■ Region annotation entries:
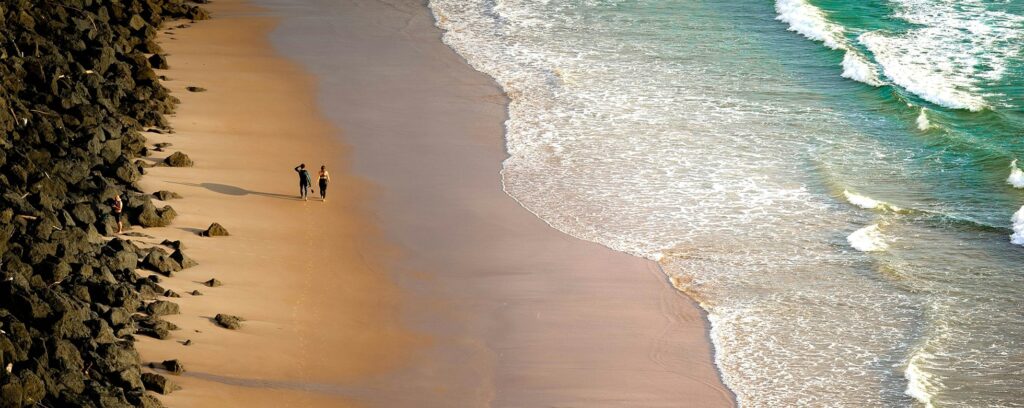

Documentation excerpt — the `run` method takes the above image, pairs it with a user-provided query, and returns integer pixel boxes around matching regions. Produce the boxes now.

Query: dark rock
[164,152,195,167]
[145,300,181,317]
[153,190,181,201]
[161,360,185,375]
[203,278,224,288]
[171,249,199,270]
[200,222,230,237]
[141,247,181,276]
[213,313,242,330]
[142,372,181,396]
[160,240,185,249]
[150,54,170,70]
[0,0,209,407]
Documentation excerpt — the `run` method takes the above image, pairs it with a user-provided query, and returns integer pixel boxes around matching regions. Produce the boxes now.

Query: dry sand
[257,0,732,407]
[132,0,732,407]
[135,0,415,407]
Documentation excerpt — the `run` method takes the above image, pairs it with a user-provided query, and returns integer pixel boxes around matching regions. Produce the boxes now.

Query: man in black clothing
[295,163,316,200]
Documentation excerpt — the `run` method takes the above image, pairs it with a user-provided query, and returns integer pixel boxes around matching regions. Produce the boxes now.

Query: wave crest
[846,223,889,252]
[1010,206,1024,246]
[775,0,883,86]
[1007,159,1024,189]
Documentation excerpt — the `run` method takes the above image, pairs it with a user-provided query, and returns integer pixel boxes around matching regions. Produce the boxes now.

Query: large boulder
[141,247,181,276]
[171,249,199,269]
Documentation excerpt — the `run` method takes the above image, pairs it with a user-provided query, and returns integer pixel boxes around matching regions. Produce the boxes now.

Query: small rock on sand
[164,152,195,167]
[145,300,181,317]
[153,190,181,201]
[199,222,230,237]
[213,313,242,330]
[142,372,181,396]
[203,278,224,288]
[150,54,168,70]
[161,359,185,375]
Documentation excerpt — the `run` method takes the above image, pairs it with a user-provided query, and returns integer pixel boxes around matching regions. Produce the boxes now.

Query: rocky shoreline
[0,0,209,407]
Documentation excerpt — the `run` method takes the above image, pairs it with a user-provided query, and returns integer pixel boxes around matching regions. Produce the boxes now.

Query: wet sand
[257,0,733,407]
[135,0,417,407]
[132,0,732,407]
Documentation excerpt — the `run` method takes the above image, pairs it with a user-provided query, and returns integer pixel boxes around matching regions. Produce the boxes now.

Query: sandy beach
[130,0,733,407]
[138,0,422,406]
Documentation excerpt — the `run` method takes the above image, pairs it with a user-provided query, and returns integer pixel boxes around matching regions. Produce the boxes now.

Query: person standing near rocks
[295,163,316,201]
[319,165,331,201]
[112,194,125,234]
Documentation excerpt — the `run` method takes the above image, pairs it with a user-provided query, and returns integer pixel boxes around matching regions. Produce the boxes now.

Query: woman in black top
[295,163,316,200]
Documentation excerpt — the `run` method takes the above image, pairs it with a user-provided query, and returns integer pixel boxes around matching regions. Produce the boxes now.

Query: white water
[846,223,889,252]
[1007,159,1024,189]
[918,108,932,130]
[775,0,883,86]
[858,0,1024,111]
[1010,206,1024,246]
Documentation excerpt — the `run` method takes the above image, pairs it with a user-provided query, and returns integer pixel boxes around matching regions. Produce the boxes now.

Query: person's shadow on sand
[170,181,299,200]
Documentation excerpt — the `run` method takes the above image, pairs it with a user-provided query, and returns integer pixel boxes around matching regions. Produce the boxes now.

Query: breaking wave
[1007,159,1024,189]
[846,223,889,252]
[775,0,883,86]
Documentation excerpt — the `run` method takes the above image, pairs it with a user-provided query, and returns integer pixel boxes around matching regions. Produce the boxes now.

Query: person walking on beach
[319,165,331,201]
[295,163,316,201]
[111,194,125,234]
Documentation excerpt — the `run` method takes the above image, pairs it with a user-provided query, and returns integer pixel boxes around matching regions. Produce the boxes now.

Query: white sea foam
[918,108,932,130]
[430,0,950,407]
[1010,206,1024,246]
[846,223,889,252]
[775,0,882,86]
[775,0,846,49]
[843,190,885,210]
[903,350,933,408]
[858,0,1024,111]
[1007,159,1024,189]
[843,48,883,86]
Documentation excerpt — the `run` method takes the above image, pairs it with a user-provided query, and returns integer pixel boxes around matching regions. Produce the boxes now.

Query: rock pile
[0,0,208,407]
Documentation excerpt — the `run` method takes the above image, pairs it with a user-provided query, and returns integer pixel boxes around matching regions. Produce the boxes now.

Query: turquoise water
[430,0,1024,407]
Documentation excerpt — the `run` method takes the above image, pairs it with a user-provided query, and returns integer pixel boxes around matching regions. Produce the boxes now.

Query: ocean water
[430,0,1024,407]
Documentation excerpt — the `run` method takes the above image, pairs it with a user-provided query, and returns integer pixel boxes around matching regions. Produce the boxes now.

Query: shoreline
[137,0,425,406]
[258,0,734,406]
[123,0,734,406]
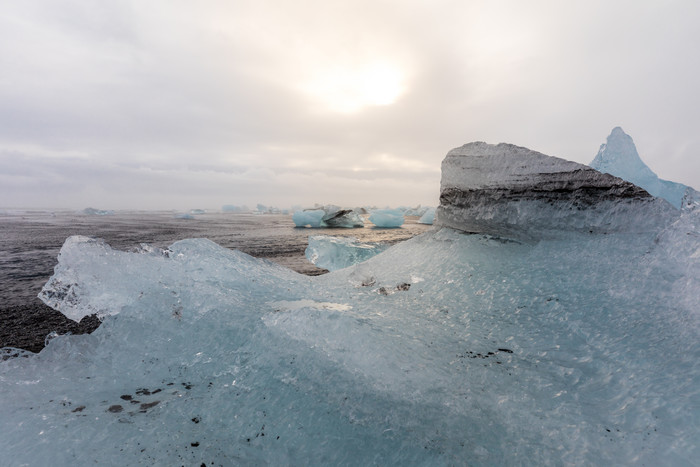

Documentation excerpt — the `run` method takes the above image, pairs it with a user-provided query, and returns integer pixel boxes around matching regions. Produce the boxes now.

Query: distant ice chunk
[306,235,388,271]
[589,126,697,209]
[323,209,365,229]
[418,208,436,225]
[369,209,404,228]
[292,209,326,228]
[436,142,678,241]
[221,204,249,212]
[83,208,114,216]
[292,205,365,229]
[399,204,431,217]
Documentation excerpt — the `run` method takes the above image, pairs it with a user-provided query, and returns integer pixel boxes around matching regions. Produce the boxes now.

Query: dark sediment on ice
[0,299,100,352]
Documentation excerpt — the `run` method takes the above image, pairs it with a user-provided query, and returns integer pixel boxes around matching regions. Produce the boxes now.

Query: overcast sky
[0,0,700,209]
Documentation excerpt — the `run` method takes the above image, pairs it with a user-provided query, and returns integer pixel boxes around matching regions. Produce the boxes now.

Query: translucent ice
[306,235,387,271]
[369,209,404,228]
[292,205,365,229]
[292,209,326,228]
[83,208,114,216]
[418,208,435,225]
[590,126,694,209]
[0,218,700,465]
[0,141,700,466]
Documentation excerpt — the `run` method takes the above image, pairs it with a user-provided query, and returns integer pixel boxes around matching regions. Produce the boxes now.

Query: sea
[0,210,430,310]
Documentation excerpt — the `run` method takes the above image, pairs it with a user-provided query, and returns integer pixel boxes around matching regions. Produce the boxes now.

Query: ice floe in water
[305,235,388,271]
[0,141,700,466]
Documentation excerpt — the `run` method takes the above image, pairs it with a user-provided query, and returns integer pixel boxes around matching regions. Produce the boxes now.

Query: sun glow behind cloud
[303,62,406,113]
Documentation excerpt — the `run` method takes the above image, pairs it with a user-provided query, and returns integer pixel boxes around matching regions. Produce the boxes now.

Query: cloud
[0,0,700,208]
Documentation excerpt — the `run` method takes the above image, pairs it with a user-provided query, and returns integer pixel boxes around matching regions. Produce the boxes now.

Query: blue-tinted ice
[0,204,700,465]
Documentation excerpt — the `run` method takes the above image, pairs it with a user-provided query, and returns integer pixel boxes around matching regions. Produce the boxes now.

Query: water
[0,211,430,310]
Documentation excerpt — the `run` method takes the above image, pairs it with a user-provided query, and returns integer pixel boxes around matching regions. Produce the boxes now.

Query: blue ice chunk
[369,209,404,228]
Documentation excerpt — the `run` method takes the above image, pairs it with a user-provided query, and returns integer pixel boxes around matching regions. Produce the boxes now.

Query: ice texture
[418,208,436,225]
[369,209,404,228]
[0,142,700,466]
[83,208,114,216]
[292,209,326,228]
[292,204,365,229]
[436,142,678,241]
[590,126,695,209]
[306,235,388,271]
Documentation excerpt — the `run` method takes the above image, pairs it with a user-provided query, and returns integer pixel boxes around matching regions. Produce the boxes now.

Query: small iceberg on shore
[369,209,404,228]
[292,205,365,229]
[306,235,388,271]
[418,208,436,225]
[0,137,700,466]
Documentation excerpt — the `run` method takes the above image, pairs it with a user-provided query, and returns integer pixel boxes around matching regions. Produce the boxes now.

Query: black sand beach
[0,211,430,352]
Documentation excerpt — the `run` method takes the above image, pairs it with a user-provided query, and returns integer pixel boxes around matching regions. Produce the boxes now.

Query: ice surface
[0,141,700,466]
[292,209,326,228]
[403,204,433,217]
[436,142,679,241]
[369,209,404,228]
[83,208,114,216]
[590,126,694,209]
[418,208,436,225]
[306,235,388,271]
[292,204,365,229]
[0,216,700,465]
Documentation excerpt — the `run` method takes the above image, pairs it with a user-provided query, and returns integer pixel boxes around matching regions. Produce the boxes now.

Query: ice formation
[292,205,365,229]
[369,209,404,228]
[292,209,326,228]
[399,204,434,217]
[418,208,436,225]
[437,142,677,241]
[0,143,700,466]
[590,126,697,209]
[83,208,114,216]
[306,235,388,271]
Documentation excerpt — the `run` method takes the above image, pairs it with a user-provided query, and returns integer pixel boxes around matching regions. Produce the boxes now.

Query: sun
[304,62,405,113]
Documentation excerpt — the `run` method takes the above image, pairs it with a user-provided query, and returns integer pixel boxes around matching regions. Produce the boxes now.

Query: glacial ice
[369,209,404,228]
[0,141,700,466]
[292,209,326,228]
[589,126,697,209]
[436,142,679,241]
[292,204,365,229]
[305,235,388,271]
[418,208,436,225]
[83,208,114,216]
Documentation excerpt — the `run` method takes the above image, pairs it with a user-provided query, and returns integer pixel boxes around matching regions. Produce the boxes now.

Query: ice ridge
[436,142,677,241]
[589,126,697,209]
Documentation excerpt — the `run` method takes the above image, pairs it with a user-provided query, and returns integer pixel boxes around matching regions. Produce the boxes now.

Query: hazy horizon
[0,0,700,210]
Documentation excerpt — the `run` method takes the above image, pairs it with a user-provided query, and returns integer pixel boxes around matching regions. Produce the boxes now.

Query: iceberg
[305,235,388,271]
[0,143,700,466]
[292,209,326,228]
[83,208,114,216]
[369,209,404,228]
[436,142,677,241]
[590,126,697,209]
[418,208,436,225]
[292,205,365,229]
[323,209,365,229]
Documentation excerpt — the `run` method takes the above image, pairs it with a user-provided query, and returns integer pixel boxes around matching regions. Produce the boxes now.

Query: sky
[0,0,700,209]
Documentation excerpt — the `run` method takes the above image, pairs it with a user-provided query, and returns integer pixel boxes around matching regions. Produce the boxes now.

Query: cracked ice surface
[0,207,700,465]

■ Task: Identify every line in the records that contains the word "surface", copying each such line in full. Case counts.

■ Completed exercise:
Query: ice surface
Query: cracked ice surface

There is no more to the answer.